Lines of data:
= = = = =
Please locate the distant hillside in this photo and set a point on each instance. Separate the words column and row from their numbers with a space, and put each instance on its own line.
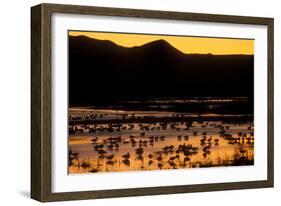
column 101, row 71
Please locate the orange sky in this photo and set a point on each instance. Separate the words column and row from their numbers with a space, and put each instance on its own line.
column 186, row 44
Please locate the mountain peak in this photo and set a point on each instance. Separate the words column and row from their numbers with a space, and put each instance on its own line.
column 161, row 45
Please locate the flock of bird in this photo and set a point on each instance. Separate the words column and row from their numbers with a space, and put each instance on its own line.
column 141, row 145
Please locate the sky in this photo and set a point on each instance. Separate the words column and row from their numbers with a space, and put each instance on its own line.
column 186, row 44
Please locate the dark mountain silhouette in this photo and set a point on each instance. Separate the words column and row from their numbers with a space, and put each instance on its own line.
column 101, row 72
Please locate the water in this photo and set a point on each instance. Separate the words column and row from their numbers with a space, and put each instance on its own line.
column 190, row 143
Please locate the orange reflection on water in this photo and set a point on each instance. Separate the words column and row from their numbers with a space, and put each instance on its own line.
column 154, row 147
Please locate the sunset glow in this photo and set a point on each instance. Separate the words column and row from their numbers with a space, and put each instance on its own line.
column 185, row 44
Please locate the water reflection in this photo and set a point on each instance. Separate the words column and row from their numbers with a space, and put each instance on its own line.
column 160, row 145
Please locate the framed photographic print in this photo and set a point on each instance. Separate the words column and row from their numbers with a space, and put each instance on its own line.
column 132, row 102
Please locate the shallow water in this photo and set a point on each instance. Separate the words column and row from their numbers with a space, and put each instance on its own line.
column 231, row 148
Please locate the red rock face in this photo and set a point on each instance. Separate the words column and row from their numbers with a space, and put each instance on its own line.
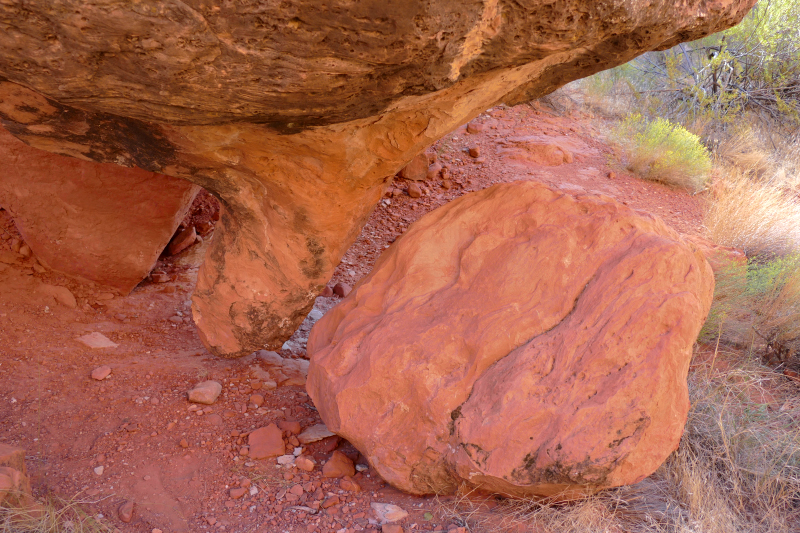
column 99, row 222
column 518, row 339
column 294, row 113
= = = = =
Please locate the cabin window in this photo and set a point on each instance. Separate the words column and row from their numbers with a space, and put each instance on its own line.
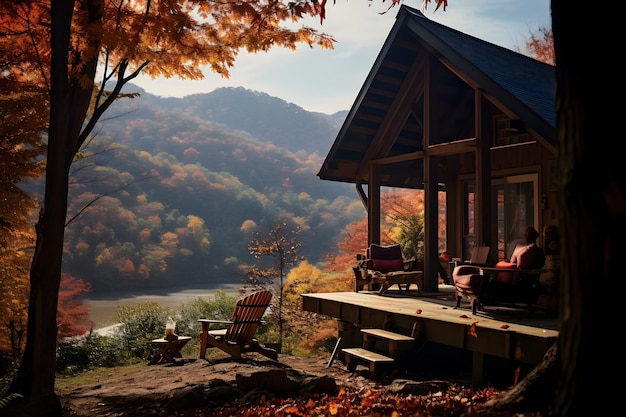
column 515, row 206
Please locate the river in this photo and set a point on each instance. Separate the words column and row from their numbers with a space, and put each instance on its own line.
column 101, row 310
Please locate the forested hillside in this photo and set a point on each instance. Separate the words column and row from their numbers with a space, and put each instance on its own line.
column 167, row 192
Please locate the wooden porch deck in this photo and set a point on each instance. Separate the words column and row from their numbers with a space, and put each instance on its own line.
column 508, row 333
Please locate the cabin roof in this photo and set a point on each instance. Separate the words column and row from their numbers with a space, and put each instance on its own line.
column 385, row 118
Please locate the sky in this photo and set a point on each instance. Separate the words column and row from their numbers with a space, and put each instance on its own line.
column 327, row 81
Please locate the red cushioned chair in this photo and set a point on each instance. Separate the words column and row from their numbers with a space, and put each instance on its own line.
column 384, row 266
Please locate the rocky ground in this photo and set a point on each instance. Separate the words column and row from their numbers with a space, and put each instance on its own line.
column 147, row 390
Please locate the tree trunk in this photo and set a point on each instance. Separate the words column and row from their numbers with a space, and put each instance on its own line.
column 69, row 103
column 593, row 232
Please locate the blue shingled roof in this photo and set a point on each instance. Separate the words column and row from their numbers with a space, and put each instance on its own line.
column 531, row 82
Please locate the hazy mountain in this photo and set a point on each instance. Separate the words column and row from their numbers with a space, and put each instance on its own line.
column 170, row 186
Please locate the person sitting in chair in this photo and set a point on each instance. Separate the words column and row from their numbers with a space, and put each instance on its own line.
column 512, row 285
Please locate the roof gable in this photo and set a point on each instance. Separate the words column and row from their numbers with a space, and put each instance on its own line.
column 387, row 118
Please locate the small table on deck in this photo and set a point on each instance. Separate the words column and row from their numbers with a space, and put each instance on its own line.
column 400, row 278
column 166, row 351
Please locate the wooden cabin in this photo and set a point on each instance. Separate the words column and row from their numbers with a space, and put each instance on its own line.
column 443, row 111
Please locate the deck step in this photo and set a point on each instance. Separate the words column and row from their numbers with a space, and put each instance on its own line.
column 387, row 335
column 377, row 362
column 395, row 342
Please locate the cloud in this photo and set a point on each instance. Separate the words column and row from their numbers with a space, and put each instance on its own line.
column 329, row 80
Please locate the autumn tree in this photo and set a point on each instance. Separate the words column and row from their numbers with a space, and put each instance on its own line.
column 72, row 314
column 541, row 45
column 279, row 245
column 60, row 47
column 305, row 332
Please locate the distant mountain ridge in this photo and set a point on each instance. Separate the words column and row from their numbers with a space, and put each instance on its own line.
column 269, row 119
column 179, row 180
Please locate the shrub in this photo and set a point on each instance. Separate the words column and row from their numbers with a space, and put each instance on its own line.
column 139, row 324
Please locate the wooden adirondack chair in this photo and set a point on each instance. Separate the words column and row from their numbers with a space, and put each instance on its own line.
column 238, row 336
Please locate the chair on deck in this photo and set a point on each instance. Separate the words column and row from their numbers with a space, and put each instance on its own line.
= = = = =
▸ **Task statement**
Duplicate the lines of data above, from the line containing "Please locate the cloud" to the line containing "column 329, row 80", including both of those lines.

▸ **Finished exercise**
Please locate the cloud in this photo and set a point on each instance. Separate the words column and row from their numbers with a space, and put each instance on its own line.
column 329, row 80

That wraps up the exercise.